• _Do this_: Change "mark" to "outline" in the lines from the one containing "crowd of people?" through the one containing "183L133 173L166 179L183", inclusive. Return only those lines, with everything else left as it is.
─── Supplied material ───
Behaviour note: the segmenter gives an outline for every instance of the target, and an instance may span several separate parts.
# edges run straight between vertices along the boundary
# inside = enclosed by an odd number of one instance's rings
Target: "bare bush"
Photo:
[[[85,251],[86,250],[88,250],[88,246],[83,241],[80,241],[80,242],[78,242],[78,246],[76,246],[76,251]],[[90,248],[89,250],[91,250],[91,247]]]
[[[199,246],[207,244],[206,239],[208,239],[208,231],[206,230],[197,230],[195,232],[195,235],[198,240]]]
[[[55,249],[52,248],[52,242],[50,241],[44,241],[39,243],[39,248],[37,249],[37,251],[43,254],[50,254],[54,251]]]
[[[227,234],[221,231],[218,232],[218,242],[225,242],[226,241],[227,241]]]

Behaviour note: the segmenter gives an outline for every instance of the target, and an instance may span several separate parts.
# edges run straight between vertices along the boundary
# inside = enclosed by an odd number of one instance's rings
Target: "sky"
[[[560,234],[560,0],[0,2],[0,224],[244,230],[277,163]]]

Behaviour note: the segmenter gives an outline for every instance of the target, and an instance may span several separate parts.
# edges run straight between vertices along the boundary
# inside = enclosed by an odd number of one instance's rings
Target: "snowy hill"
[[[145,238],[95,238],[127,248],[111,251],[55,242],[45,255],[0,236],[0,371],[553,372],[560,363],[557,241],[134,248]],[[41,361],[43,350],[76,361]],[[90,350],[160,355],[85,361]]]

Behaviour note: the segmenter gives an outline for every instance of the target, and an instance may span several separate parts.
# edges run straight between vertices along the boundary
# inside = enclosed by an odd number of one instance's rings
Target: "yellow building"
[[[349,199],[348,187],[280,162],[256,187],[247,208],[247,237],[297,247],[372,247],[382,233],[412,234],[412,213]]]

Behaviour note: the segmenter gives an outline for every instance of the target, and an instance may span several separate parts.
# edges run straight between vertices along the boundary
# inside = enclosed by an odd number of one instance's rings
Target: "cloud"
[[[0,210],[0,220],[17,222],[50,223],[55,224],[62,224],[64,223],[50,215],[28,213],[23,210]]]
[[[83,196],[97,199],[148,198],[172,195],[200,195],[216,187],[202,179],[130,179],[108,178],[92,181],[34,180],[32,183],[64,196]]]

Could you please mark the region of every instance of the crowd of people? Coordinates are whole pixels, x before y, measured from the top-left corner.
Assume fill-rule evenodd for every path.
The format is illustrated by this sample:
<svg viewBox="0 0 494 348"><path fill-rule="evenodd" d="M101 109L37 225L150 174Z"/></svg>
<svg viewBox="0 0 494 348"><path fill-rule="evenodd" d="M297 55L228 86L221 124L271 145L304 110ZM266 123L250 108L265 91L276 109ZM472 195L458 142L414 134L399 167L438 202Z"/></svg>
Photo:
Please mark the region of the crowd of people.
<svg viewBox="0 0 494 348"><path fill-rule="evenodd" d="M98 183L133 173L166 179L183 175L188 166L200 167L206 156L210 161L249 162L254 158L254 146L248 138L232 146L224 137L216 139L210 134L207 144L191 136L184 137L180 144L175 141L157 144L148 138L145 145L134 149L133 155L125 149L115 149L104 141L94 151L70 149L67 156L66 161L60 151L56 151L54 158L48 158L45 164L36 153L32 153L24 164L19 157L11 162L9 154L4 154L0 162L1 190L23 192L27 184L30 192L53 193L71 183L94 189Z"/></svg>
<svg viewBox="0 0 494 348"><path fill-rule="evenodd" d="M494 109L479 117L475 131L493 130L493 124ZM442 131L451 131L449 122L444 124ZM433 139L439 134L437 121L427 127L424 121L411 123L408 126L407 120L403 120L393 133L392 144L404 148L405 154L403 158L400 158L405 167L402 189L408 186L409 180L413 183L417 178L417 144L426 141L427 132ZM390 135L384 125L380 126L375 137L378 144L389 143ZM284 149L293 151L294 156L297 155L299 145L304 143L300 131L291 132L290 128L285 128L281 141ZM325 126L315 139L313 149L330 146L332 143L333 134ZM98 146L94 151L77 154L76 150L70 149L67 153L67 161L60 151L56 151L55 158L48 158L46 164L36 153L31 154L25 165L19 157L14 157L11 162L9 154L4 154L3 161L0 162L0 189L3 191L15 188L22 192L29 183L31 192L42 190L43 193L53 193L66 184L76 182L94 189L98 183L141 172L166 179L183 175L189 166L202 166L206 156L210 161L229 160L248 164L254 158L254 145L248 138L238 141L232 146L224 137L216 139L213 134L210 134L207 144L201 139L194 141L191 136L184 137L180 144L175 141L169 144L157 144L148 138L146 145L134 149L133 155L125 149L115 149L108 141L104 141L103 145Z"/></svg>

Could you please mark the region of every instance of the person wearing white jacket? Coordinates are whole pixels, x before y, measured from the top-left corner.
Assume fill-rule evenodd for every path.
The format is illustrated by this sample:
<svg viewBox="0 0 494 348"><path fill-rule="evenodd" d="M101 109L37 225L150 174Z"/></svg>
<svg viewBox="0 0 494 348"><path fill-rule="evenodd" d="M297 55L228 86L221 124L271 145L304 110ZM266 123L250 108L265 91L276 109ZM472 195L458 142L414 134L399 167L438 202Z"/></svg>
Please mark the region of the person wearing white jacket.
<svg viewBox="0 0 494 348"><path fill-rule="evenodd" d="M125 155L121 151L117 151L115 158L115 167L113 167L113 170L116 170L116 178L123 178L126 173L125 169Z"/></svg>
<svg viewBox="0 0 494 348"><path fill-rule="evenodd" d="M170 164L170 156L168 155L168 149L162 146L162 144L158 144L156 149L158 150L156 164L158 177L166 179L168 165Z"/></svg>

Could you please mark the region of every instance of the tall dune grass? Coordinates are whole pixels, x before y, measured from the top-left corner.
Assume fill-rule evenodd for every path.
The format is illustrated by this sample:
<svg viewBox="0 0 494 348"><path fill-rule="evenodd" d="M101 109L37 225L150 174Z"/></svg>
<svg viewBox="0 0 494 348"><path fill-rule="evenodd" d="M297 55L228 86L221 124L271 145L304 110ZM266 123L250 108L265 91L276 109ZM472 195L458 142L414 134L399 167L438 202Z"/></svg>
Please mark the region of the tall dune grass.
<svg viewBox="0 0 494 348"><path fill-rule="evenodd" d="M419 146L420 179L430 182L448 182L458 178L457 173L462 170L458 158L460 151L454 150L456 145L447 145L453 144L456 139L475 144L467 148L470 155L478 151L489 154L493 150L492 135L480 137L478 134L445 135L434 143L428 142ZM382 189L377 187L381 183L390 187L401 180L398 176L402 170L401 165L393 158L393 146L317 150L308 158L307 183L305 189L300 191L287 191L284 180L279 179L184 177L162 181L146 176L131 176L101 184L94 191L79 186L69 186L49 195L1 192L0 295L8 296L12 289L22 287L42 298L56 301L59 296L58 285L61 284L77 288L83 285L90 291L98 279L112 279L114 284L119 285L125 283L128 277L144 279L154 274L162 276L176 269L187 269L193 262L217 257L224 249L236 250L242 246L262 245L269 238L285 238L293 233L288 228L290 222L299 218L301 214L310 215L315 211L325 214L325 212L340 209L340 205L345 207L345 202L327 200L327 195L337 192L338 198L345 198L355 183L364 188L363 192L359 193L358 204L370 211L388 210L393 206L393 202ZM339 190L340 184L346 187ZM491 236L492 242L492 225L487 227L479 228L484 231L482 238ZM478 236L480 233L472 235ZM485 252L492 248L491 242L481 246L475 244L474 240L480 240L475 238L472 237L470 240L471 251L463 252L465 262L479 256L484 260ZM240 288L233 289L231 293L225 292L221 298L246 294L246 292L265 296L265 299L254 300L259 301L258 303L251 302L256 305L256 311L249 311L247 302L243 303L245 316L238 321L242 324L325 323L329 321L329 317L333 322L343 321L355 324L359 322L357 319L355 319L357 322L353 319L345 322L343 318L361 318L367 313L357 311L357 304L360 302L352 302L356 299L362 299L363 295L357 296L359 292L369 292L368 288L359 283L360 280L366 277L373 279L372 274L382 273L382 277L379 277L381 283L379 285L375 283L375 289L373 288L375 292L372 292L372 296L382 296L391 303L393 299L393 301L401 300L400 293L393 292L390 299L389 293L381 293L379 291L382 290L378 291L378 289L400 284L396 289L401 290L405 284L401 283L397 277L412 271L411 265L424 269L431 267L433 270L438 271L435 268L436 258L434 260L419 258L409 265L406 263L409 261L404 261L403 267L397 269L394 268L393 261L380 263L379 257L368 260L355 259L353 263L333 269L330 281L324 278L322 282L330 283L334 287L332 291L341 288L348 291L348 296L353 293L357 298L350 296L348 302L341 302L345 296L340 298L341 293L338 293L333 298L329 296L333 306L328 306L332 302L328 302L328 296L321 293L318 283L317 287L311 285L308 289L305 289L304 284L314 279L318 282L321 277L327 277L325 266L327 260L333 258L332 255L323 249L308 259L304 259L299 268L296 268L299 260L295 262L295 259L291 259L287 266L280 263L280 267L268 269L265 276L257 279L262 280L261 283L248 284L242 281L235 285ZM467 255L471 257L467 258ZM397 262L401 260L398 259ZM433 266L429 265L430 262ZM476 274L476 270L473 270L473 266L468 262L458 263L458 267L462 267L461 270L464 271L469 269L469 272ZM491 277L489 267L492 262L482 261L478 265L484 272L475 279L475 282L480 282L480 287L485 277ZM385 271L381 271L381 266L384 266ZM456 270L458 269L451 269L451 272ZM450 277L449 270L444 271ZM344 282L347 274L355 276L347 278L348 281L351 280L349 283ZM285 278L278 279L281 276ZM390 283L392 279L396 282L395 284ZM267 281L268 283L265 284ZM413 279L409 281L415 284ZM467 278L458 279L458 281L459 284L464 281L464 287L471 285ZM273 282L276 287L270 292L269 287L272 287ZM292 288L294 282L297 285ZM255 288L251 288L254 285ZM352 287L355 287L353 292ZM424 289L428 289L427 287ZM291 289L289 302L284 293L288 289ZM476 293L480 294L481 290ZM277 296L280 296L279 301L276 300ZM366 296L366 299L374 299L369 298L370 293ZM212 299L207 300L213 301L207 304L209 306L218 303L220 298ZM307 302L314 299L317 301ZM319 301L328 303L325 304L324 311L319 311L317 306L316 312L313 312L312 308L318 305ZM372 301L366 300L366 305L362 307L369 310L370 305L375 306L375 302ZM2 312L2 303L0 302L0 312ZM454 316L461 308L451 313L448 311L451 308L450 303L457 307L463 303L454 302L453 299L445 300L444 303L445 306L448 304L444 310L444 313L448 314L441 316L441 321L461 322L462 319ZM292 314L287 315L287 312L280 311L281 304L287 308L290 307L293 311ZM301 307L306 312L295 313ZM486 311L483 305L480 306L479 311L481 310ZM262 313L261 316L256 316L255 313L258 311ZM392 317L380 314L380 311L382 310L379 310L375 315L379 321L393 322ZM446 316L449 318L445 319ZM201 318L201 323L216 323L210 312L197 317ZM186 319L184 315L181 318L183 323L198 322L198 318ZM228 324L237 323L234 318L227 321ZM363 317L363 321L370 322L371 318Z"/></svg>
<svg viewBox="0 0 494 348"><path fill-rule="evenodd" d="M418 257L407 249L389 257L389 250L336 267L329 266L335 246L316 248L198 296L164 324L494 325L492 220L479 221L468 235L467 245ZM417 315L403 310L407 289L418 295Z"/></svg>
───
• _Exercise solution_:
Could you please outline the region of every instance of the crowd of people? Coordinates are whole pixels, x before y, measured from the top-left corner.
Assume fill-rule evenodd for every path.
The format is illustrated by this sample:
<svg viewBox="0 0 494 348"><path fill-rule="evenodd" d="M101 109L37 225L150 174Z"/></svg>
<svg viewBox="0 0 494 348"><path fill-rule="evenodd" d="M297 55L228 86L221 124L271 145L304 110ZM266 123L250 108L265 91L276 109ZM472 195L458 142L414 134L399 167L438 202Z"/></svg>
Photo:
Please outline the region of the crowd of people.
<svg viewBox="0 0 494 348"><path fill-rule="evenodd" d="M98 183L133 173L166 179L183 175L188 166L200 167L206 156L210 161L249 162L254 158L254 146L248 138L232 146L224 137L216 139L210 134L207 144L191 136L184 137L180 144L175 141L157 144L148 138L145 145L134 149L133 155L125 149L115 149L104 141L94 151L70 149L67 156L66 161L60 151L56 151L54 158L48 158L45 164L36 153L32 153L24 164L19 157L11 162L9 154L4 154L0 162L1 190L23 192L27 184L30 192L53 193L71 183L94 189Z"/></svg>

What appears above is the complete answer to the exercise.